**Objective**
Give the listing below again in full, exactly as written.

— BEGIN Available data —

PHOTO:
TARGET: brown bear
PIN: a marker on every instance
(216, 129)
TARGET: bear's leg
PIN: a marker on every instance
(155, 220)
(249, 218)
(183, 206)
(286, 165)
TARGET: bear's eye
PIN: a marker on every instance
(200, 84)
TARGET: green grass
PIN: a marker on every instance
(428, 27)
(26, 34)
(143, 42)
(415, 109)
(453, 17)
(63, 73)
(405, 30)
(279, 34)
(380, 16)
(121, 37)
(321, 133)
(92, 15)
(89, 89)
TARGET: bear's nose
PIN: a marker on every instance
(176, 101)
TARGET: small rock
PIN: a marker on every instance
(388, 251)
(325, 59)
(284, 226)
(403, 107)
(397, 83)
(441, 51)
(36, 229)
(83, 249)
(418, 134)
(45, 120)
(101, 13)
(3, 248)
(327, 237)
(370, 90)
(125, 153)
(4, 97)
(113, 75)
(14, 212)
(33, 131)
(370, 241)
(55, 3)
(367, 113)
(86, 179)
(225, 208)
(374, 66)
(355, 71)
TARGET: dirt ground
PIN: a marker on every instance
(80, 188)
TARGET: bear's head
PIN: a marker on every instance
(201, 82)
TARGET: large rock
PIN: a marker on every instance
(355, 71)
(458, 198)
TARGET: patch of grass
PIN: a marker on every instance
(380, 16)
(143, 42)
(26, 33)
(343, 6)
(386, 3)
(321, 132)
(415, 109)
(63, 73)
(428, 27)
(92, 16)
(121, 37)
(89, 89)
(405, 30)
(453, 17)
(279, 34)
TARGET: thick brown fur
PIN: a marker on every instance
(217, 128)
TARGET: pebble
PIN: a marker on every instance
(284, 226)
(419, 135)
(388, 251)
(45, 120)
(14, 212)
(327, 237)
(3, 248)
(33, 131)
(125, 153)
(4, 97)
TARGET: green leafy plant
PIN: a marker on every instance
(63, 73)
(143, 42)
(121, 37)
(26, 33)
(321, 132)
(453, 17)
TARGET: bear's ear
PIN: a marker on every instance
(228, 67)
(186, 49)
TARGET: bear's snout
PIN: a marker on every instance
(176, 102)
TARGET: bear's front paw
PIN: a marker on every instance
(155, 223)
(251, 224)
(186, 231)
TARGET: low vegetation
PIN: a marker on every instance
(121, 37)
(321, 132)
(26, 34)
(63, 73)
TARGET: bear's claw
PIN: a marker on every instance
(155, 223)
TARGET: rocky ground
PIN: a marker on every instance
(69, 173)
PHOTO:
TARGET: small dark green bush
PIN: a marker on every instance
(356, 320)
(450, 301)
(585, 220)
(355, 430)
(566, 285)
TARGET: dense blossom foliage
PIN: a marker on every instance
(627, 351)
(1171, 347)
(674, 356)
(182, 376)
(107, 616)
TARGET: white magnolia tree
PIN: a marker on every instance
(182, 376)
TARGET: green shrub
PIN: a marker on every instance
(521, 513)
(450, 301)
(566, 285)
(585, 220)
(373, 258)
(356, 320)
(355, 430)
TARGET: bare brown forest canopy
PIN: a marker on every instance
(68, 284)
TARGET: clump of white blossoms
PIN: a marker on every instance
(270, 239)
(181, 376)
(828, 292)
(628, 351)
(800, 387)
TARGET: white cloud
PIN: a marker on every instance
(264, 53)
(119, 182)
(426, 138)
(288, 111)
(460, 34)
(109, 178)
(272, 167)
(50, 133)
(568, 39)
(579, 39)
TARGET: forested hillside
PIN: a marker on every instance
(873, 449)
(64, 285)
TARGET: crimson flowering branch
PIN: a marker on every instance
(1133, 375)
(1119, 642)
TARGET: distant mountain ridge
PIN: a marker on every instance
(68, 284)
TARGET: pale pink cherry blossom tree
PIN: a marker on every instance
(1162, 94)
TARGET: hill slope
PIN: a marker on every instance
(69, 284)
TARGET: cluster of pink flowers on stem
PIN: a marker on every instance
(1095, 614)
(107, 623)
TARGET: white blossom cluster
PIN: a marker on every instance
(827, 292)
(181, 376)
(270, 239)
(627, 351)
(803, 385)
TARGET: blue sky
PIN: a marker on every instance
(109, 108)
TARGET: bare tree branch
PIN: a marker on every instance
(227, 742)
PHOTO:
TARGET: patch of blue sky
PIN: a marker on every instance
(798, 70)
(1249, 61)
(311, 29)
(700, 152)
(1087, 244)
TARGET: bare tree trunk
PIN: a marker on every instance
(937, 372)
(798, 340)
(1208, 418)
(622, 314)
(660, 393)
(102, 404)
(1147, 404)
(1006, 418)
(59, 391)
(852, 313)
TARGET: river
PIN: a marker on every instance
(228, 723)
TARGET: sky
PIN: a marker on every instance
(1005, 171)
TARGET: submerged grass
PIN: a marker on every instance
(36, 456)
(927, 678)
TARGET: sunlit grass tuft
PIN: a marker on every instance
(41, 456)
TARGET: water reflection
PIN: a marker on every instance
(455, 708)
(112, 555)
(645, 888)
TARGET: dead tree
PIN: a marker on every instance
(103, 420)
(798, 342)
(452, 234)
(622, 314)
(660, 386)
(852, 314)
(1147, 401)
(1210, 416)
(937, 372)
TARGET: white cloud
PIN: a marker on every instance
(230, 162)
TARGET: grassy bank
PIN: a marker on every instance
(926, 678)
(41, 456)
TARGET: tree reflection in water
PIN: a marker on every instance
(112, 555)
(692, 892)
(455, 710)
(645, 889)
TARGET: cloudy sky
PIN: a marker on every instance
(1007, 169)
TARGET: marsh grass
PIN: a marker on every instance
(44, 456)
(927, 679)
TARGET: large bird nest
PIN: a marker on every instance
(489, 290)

— END Available data —

**Task answer**
PHOTO:
TARGET: brown bear
PIN: a marker on every instance
(216, 129)
TARGET: bear's leg
PIN: a marker on every instance
(155, 220)
(249, 218)
(183, 206)
(286, 165)
TARGET: bear's eye
PIN: a marker on every instance
(200, 84)
TARGET: green grass
PIN: a marker on every instance
(428, 27)
(26, 34)
(143, 42)
(415, 109)
(453, 17)
(63, 73)
(405, 30)
(279, 34)
(380, 16)
(121, 37)
(321, 133)
(92, 15)
(89, 89)
TARGET: bear's nose
PIN: a marker on every instance
(176, 101)
TARGET: small rock
PIN: a marker on every instance
(388, 251)
(325, 59)
(284, 226)
(403, 107)
(397, 83)
(441, 51)
(36, 229)
(83, 249)
(418, 134)
(45, 120)
(101, 13)
(3, 248)
(327, 237)
(370, 90)
(125, 153)
(4, 97)
(113, 75)
(14, 212)
(33, 131)
(370, 241)
(55, 3)
(367, 113)
(86, 179)
(225, 208)
(374, 66)
(355, 71)
TARGET: dirt ground
PIN: a marker on every instance
(80, 188)
TARGET: bear's head
PIN: a marker on every instance
(201, 82)
TARGET: large rock
PIN: a marker on every instance
(355, 71)
(458, 198)
TARGET: patch of grass
PIN: a marker on every instance
(380, 16)
(143, 42)
(26, 33)
(343, 6)
(386, 3)
(321, 132)
(415, 109)
(63, 73)
(428, 27)
(92, 16)
(121, 37)
(89, 89)
(405, 30)
(453, 17)
(279, 34)
TARGET: thick brown fur
PIN: a marker on every instance
(217, 128)
TARGET: pebble
PIN: a marker on every instance
(284, 226)
(419, 135)
(388, 251)
(45, 120)
(14, 212)
(327, 237)
(3, 248)
(33, 131)
(125, 153)
(4, 97)
TARGET: green leafy plant
PIN: a marker on every instance
(63, 73)
(143, 42)
(121, 37)
(26, 33)
(321, 132)
(453, 17)
TARGET: bear's ear
PIN: a marker on every instance
(228, 67)
(186, 49)
TARGET: bear's snout
PIN: a marker on every instance
(176, 102)
TARGET: bear's front paw
PIN: a marker on every instance
(155, 223)
(251, 224)
(186, 231)
TARGET: low vegetation
PIN: a marker on every instance
(121, 37)
(321, 132)
(26, 34)
(63, 73)
TARGET: bear's claw
PIN: a marker on every instance
(155, 223)
TARGET: rocky ground
PIN: a marker on every instance
(69, 173)
PHOTO:
TARGET: small dark green bush
PIN: a marker on every instance
(356, 320)
(450, 301)
(585, 220)
(355, 430)
(566, 285)
TARGET: dense blossom foliage
PIN: a marker on every instance
(627, 351)
(1171, 347)
(674, 356)
(182, 376)
(107, 616)
TARGET: white magnolia tree
PIN: a marker on every instance
(182, 376)
TARGET: green shrub
PIN: a marker on every instance
(521, 513)
(450, 301)
(566, 285)
(585, 220)
(373, 258)
(356, 320)
(355, 430)
TARGET: bare brown forest canopy
PIN: a marker on every instance
(68, 284)
TARGET: clump of white blossoms
PIN: a marker on every instance
(270, 239)
(181, 376)
(828, 292)
(628, 351)
(800, 387)
TARGET: white cloud
PIN: a marker on every instance
(264, 53)
(119, 182)
(426, 138)
(288, 111)
(460, 34)
(109, 178)
(272, 167)
(50, 133)
(568, 39)
(579, 39)
TARGET: forested hillside
PIN: a marker on every instance
(873, 449)
(64, 285)
TARGET: crimson flowering branch
PIN: a marker on every instance
(1133, 375)
(1119, 642)
TARGET: distant mountain ridge
PIN: a marker on every instance
(68, 284)
TARGET: pale pink cherry blossom tree
PIN: a marker on every instance
(1162, 94)
TARGET: hill slope
PIN: a marker on every instance
(69, 284)
TARGET: cluster of pink flowers on stem
PIN: a marker on every instance
(1095, 614)
(107, 623)
TARGET: white blossom cluster
PIN: a marker on every instance
(827, 292)
(181, 376)
(270, 239)
(627, 351)
(803, 385)
TARGET: blue sky
PIN: a marker on every instance
(109, 108)
TARGET: bare tree branch
PIN: a marker on every instance
(227, 742)
PHOTO:
TARGET: patch of blue sky
PIN: a marker on every instance
(798, 70)
(1249, 61)
(311, 29)
(700, 152)
(1087, 244)
TARGET: bare tree trunk
PIN: a marker on every instance
(937, 372)
(798, 340)
(1208, 418)
(622, 314)
(660, 393)
(102, 404)
(1147, 404)
(1006, 418)
(59, 391)
(852, 313)
TARGET: river
PIN: a marker on every instance
(228, 723)
TARGET: sky
PIN: a marker on every instance
(1005, 171)
TARGET: submerged grass
PIN: a marker on every instance
(36, 456)
(927, 678)
TARGET: sunlit grass tuft
PIN: a marker on every instance
(41, 456)
TARGET: water reflection
PIN: a marker on every instance
(455, 708)
(112, 555)
(645, 888)
TARGET: dead tree
PIN: a marker on every instance
(103, 420)
(798, 342)
(452, 234)
(622, 314)
(660, 386)
(852, 314)
(1147, 401)
(1210, 416)
(937, 372)
TARGET: white cloud
PIN: a marker on every instance
(230, 162)
TARGET: grassy bank
PIN: a marker on every instance
(926, 678)
(41, 456)
TARGET: tree reflection in water
PIN: a marker on every instance
(112, 555)
(692, 892)
(455, 710)
(645, 889)
TARGET: cloudy sky
PIN: a marker on every instance
(1007, 169)
TARGET: marsh grass
PIN: a marker on every instance
(44, 456)
(927, 679)
TARGET: large bird nest
PIN: a marker on every instance
(489, 290)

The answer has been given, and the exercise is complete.